:: MATERIAL FOR THIS EXERCISE ::

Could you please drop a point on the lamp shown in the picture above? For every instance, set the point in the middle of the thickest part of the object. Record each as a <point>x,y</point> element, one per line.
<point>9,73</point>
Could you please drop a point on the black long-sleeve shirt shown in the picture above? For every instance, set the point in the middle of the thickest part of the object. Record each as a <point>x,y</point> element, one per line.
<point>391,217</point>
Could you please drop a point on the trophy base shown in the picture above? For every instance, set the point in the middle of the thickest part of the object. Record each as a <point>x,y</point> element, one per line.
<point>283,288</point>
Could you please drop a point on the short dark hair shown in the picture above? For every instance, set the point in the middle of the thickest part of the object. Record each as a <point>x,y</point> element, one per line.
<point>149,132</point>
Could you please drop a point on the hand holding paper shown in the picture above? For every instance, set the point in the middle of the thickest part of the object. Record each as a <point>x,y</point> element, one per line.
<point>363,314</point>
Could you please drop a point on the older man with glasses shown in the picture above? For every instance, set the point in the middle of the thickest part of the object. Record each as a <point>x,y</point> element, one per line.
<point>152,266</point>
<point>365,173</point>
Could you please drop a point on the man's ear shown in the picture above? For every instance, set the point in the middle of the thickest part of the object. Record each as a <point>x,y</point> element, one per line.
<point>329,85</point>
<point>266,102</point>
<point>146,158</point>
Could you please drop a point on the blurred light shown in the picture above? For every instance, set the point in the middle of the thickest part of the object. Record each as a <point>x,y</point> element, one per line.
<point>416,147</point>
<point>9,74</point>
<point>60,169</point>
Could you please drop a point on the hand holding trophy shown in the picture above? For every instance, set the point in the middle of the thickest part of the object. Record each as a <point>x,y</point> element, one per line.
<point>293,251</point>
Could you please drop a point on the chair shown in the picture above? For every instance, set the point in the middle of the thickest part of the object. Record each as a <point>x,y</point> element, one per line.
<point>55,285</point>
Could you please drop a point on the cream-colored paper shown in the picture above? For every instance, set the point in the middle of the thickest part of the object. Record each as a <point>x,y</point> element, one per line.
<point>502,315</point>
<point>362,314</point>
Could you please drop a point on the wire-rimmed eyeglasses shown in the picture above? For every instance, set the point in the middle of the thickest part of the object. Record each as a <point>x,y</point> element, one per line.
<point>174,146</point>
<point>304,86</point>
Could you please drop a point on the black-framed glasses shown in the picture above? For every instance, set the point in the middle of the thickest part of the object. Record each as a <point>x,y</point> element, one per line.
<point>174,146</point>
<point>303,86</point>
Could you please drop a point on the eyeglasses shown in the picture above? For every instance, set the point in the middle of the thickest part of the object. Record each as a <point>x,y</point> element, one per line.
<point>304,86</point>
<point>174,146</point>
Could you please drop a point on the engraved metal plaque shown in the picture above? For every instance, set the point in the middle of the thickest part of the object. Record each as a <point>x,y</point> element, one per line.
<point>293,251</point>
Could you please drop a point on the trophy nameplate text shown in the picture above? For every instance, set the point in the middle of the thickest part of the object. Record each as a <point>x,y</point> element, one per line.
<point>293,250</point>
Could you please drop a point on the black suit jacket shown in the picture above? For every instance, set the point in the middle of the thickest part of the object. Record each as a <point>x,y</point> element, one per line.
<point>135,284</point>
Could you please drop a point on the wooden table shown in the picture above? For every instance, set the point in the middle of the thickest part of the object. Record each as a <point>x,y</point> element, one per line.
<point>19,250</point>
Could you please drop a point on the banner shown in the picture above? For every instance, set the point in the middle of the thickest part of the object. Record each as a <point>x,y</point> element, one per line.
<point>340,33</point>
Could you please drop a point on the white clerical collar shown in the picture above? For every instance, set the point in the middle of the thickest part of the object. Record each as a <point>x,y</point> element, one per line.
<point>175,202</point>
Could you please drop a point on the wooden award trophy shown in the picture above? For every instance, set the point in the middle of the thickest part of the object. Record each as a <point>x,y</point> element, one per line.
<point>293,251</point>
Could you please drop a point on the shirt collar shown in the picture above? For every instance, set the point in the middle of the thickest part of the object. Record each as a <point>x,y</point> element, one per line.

:::

### WORK TO BE COMPLETED
Extract all of the material exactly as it is written.

### FULL SOLUTION
Could you please drop a point on the lamp shown in the picture above? For every instance, set the point in the middle of the thickest part of the object. Record each as a <point>x,y</point> element, one per line.
<point>9,73</point>
Could you please drop a point on the black long-sleeve shirt shown in the picture above? For every instance, set the point in the middle of the thickest part of the object. Record each as a <point>x,y</point> element, one per line.
<point>391,217</point>
Could you please drop a point on the trophy base shown in the picture above? For every instance, set the point in the middle of the thickest part of the object. Record each as a <point>x,y</point> element, one per line.
<point>283,288</point>
Could you please drop a point on the short dark hair shown in the picture above? For every instance, set the point in the middle of the thickest part of the object. Record each as a <point>x,y</point> element, one per line.
<point>149,132</point>
Could you please drop a point on the hand holding paper shown in the picture above? For every instance, set the point in the middle of the thickest part of the object. Record each as a <point>x,y</point> element, one per line.
<point>363,314</point>
Could you please drop a point on the older man with glasses shown in the picture above? For every instance, set the point in the middle of the thickest part of the object. Record each as a <point>x,y</point> element, one per line.
<point>152,266</point>
<point>365,173</point>
Could you please drop a point on the man's ear shown in the picture above? For every instance, set the point in the middle of the thickest part of the object. Record each as a <point>x,y</point> element, one per line.
<point>329,85</point>
<point>266,102</point>
<point>146,158</point>
Could you please drop a point on the blurred light shown in the picture above? For every instance, set the point in the middle of the thickest part of the object. Record each as a <point>x,y</point> element, one per line.
<point>416,147</point>
<point>9,74</point>
<point>60,169</point>
Could you please drop a point on the hand holding trophy shown in the picture above? For every instance, set the point in the middle of the thickest part of the object. Record each as a <point>x,y</point> element, one per line.
<point>293,251</point>
Could you please drop a point on the chair shown in the picture above? For every instance, set the point in the middle of the thickest part of the object. Record each as a <point>x,y</point> element, one per line.
<point>55,285</point>
Could you please drop a point on the cream-colored paper shown in the picture above? For every instance, set the point in the middle of the thickest part of the object. Record each as a <point>x,y</point> element, one per line.
<point>502,315</point>
<point>362,314</point>
Could you please drop a point on the wire-rimmed eyeglasses shown in the picture above? For every instance, set the point in the middle of the thickest part of the object. Record each as a <point>x,y</point> element, one per line.
<point>174,146</point>
<point>304,86</point>
Could you please drop a point on the black-framed glasses shown in the picture above? For every instance, set the point in the middle of the thickest part of the object. Record each as a <point>x,y</point> element, one per line.
<point>174,146</point>
<point>303,86</point>
Could you please drop a point on the eyeglasses shown in the picture above? For every instance, set the point in the middle of the thickest part of the object. Record each as a <point>x,y</point> element, one per line.
<point>304,86</point>
<point>174,146</point>
Could you please drop a point on the engraved metal plaque shown in the picture above? For every instance, set the point in the middle of the thickest part of the object. Record each as a <point>x,y</point> element, one per line.
<point>293,251</point>
Could you please drop a point on the trophy nameplate text shown in the picture above? For every instance, set the point in the middle of the thickest part of the object. Record each as a <point>x,y</point> element, one per line.
<point>293,250</point>
Could you please drop a point on the black suit jacket shown in the picture above? For every instance, set the point in the middle of the thickest part of the object. Record each as a <point>x,y</point> element, one per line.
<point>135,284</point>
Could you please drop a point on the wooden table shown in the picture above? For every instance, set the point in the middle of the thickest part of the object. Record each as a <point>x,y</point> element, one per line.
<point>19,250</point>
Could you please drop a point on the banner shown in the picture above? For every instance, set the point in the middle of the thickest part of the object. Record each as a <point>x,y</point> element, one per line.
<point>340,33</point>
Could you please drop a point on the white clerical collar shown in the picture above? For every instance, set the point in the middle of the thickest part of the object. Record each as a <point>x,y</point> element, one per line.
<point>175,202</point>
Could you please drop a point on the wooden award trophy shown in the picture above? For every instance, set the point in the middle of the thickest part of the object. Record each as a <point>x,y</point> element, one per line.
<point>293,251</point>
Could you please drop a point on the shirt collar shown in the picture above? For every instance, set the point in the middle of the thickest part of the object. Record each as a <point>x,y</point> element, one per line.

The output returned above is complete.